--- START Input material ---

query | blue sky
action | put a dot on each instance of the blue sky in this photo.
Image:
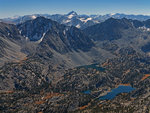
(9, 8)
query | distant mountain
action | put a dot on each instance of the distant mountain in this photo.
(73, 19)
(10, 44)
(58, 37)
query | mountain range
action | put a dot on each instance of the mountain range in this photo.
(73, 19)
(47, 65)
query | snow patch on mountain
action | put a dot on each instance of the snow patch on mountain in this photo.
(85, 20)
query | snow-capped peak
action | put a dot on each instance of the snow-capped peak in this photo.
(33, 17)
(71, 14)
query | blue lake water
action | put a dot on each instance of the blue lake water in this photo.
(116, 91)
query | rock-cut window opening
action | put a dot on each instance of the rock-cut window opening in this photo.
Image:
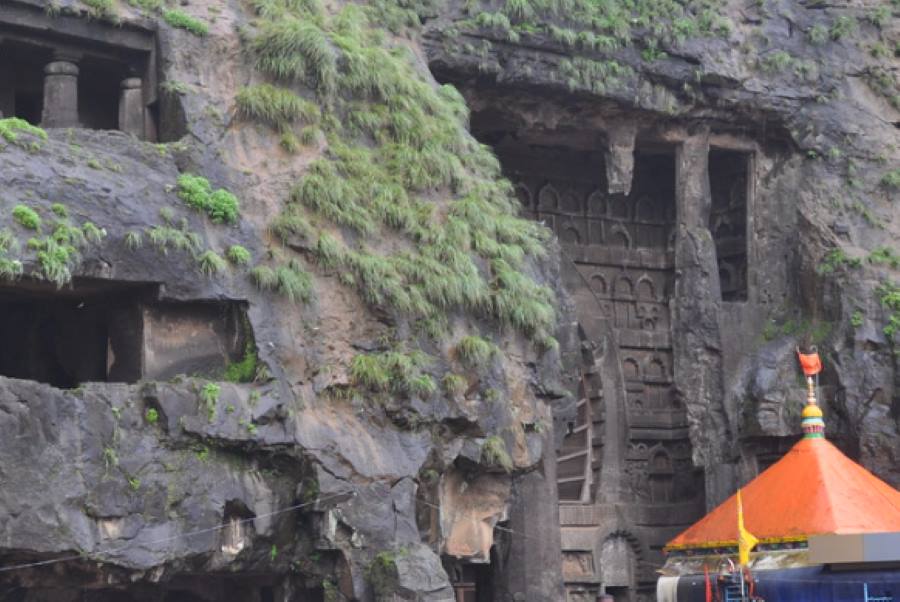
(98, 331)
(729, 180)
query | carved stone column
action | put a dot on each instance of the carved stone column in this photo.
(131, 107)
(60, 93)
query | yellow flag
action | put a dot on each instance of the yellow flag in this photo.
(746, 540)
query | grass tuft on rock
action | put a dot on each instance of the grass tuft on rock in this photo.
(180, 19)
(276, 107)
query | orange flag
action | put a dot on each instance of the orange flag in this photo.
(746, 540)
(810, 363)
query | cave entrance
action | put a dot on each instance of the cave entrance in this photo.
(471, 582)
(729, 180)
(61, 71)
(98, 331)
(22, 81)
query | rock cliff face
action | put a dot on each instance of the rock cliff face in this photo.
(287, 334)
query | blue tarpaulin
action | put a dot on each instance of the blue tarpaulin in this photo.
(808, 584)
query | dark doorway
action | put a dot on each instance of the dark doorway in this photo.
(728, 180)
(22, 80)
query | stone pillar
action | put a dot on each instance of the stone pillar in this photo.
(696, 309)
(620, 157)
(60, 94)
(7, 94)
(131, 107)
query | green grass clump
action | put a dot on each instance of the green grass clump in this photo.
(27, 217)
(475, 352)
(393, 372)
(243, 371)
(885, 256)
(211, 263)
(776, 62)
(843, 26)
(10, 268)
(166, 237)
(891, 179)
(238, 255)
(889, 295)
(455, 384)
(182, 20)
(276, 107)
(494, 453)
(289, 279)
(209, 398)
(291, 48)
(12, 127)
(101, 8)
(220, 205)
(836, 259)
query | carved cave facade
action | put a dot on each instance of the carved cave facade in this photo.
(626, 479)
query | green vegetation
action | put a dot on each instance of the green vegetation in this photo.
(220, 205)
(167, 237)
(494, 453)
(393, 372)
(475, 352)
(101, 9)
(885, 256)
(889, 295)
(891, 179)
(289, 279)
(209, 399)
(12, 127)
(58, 252)
(27, 217)
(818, 34)
(455, 385)
(399, 157)
(238, 255)
(776, 62)
(276, 107)
(836, 259)
(182, 20)
(605, 25)
(134, 240)
(151, 416)
(211, 263)
(243, 371)
(843, 26)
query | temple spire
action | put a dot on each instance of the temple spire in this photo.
(812, 423)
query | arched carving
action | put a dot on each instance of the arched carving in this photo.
(617, 562)
(619, 208)
(523, 193)
(727, 276)
(656, 370)
(596, 203)
(569, 235)
(623, 288)
(645, 211)
(646, 290)
(619, 237)
(631, 370)
(548, 198)
(660, 461)
(570, 204)
(598, 285)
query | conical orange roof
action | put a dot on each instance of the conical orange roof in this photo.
(814, 489)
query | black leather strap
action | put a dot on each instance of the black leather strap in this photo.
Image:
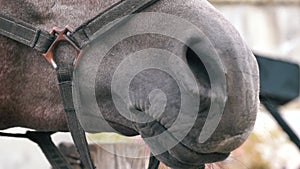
(64, 76)
(25, 33)
(83, 34)
(43, 139)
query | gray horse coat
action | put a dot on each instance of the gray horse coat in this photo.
(29, 95)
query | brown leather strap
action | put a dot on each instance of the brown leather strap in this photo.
(25, 33)
(82, 35)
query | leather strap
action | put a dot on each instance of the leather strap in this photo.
(25, 33)
(153, 162)
(64, 76)
(82, 35)
(43, 139)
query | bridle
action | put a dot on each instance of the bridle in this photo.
(45, 43)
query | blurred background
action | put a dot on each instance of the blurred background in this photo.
(272, 29)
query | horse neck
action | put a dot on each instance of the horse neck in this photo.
(46, 14)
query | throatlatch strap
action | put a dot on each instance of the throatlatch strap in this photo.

--- END Input material ---

[Exercise details] Scale the entries from the line containing "query | arched carving" through the end of the entries: reproduce only those lines, requests included, with every point coordinate in the answers multiplied by 0.75 and rounded to a whole number, halves rounding up. Omit the pictures from your answer.

[Written response]
query | arched carving
action | put a dot on each instance of the arched carving in this photo.
(463, 422)
(464, 156)
(392, 145)
(545, 207)
(492, 278)
(447, 152)
(427, 176)
(467, 216)
(484, 158)
(485, 218)
(464, 178)
(473, 278)
(411, 149)
(495, 346)
(428, 153)
(449, 214)
query | conical orange roof
action | put a dot on each instance of the conical orange roof in this photo.
(611, 367)
query | black leather strap
action | put a dot on each instance of the black leather strap in this photo.
Image:
(48, 57)
(19, 25)
(62, 26)
(32, 104)
query | gray horse coat
action | put a dot on each instance of the gray horse coat in this photo.
(22, 71)
query | brown leather strap
action | put a dot on each instance of the brown leather strap in this photo.
(19, 25)
(62, 26)
query | leather strap
action | put a dot on each instance of the leather strap in this photo.
(19, 25)
(115, 122)
(48, 57)
(62, 26)
(32, 104)
query | bridle
action | put a dot on each instance of the bridle in this photo.
(34, 32)
query | blurred background
action | put a dot on each instance of the blurred background in this photo.
(204, 22)
query | horse neck
action | put a dot on each instance of the horse neck in this photo.
(35, 11)
query | throatlatch strap
action | put a dot on each instance of the throatlatch strap in this photo.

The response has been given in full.